╭──

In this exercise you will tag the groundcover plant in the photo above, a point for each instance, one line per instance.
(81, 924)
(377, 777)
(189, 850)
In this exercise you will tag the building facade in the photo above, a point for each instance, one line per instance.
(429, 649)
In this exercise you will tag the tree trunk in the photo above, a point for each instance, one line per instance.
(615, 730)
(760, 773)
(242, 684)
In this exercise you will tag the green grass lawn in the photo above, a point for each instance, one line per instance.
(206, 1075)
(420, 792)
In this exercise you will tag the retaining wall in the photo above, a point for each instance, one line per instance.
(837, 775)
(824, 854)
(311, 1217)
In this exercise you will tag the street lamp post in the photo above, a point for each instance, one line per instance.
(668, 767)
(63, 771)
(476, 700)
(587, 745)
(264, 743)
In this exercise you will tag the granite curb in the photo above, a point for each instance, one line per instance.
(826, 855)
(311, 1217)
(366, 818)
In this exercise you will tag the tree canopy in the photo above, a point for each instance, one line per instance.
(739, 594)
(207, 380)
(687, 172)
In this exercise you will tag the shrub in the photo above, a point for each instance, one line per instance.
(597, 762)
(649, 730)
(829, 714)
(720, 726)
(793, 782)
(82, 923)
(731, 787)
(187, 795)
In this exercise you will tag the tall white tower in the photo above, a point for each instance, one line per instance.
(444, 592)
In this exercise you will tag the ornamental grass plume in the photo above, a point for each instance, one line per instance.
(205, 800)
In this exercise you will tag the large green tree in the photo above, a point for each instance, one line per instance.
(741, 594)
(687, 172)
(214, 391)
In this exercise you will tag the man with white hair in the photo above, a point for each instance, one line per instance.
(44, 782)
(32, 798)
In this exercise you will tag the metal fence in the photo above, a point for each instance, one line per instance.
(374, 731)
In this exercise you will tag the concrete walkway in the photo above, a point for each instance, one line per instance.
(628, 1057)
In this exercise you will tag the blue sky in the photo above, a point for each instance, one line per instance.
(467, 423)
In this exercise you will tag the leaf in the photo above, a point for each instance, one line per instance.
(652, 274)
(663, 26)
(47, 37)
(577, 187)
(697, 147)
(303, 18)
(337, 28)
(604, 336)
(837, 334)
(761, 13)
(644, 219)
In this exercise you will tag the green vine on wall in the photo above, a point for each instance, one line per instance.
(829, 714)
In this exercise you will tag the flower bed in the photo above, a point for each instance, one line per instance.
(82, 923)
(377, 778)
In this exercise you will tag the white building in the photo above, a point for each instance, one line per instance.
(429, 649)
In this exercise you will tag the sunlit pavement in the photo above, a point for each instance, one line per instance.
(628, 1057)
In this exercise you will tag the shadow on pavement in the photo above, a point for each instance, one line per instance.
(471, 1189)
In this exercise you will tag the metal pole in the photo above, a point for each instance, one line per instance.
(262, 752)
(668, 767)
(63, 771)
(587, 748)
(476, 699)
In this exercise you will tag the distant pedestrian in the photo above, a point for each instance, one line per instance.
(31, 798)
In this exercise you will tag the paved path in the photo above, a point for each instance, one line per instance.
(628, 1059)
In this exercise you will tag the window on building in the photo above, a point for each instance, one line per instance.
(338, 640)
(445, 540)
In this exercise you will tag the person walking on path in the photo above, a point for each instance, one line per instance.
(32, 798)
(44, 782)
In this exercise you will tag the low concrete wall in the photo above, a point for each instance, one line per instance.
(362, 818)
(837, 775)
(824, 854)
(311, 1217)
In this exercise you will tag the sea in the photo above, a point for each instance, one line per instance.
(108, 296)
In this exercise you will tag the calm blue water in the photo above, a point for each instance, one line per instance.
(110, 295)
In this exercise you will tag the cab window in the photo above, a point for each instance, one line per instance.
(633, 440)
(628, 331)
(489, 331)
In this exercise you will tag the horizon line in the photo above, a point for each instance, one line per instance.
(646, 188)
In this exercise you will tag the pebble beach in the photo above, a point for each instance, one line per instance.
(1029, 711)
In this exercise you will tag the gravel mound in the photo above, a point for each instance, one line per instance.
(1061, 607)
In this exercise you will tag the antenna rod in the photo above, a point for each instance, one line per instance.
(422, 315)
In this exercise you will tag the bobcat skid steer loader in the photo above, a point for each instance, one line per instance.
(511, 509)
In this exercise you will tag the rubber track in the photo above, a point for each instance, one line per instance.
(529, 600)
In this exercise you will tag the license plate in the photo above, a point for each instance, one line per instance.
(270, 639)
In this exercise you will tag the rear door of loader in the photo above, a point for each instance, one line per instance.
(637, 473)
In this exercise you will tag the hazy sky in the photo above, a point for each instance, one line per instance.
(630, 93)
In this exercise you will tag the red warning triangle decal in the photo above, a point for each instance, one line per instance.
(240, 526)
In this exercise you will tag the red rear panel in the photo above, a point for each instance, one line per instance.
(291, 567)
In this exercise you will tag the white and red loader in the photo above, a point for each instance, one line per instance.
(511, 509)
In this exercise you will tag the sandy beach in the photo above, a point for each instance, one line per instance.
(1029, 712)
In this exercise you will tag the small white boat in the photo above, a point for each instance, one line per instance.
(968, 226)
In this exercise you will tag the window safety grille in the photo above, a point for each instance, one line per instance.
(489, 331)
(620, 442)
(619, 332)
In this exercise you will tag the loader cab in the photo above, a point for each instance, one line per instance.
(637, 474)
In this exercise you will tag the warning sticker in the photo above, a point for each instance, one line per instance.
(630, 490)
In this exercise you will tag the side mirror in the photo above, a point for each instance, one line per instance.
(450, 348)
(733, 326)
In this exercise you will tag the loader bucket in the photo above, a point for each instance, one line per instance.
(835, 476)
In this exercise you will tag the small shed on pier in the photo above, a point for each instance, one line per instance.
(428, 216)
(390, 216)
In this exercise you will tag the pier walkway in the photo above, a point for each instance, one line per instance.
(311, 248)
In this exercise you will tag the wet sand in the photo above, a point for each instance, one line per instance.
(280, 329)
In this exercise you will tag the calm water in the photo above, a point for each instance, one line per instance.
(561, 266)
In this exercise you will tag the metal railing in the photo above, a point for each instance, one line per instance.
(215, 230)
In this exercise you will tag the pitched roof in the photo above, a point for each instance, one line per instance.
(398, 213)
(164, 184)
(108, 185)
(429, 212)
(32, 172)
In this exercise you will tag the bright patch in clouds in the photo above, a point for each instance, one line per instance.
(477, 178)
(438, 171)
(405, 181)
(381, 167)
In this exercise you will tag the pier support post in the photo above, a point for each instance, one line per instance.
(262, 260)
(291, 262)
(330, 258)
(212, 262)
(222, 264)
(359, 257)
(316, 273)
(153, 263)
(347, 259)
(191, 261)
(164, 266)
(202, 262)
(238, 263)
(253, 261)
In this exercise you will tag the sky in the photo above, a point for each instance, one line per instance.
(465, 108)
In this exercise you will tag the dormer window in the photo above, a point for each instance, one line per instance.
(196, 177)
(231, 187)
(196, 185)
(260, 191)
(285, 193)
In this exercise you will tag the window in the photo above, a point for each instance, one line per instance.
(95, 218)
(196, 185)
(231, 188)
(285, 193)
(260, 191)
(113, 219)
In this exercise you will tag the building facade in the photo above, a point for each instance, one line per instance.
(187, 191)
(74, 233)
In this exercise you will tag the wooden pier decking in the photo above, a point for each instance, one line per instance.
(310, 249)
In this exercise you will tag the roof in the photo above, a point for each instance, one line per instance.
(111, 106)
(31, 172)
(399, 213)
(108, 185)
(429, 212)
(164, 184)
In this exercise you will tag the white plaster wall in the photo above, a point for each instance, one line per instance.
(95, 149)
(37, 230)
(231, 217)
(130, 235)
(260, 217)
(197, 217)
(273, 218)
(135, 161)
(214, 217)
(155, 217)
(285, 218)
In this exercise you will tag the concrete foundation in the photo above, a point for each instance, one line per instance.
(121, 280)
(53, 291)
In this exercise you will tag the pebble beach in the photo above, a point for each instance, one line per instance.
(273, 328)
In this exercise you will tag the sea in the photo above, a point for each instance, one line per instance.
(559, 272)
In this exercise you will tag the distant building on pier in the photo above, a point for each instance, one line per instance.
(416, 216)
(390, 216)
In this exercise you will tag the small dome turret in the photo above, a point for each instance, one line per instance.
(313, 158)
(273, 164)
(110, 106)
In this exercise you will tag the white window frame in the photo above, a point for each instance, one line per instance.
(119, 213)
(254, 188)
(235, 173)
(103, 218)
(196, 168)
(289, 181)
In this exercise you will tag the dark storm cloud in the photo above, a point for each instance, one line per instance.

╰──

**SHORT PROBLEM:** Reproduce word for word everything in the listing above, from the line containing "In this exercise you will tag the white window" down to the last line of the listing, both included.

**TASK ANSWER:**
In this exercise you will tag the white window frame in the photo above, a point for each instance, one line per instance.
(119, 213)
(254, 188)
(235, 173)
(103, 218)
(196, 168)
(289, 181)
In this exercise you will tag the dark storm cloud in the photo above, a point for each instance, one line per instance.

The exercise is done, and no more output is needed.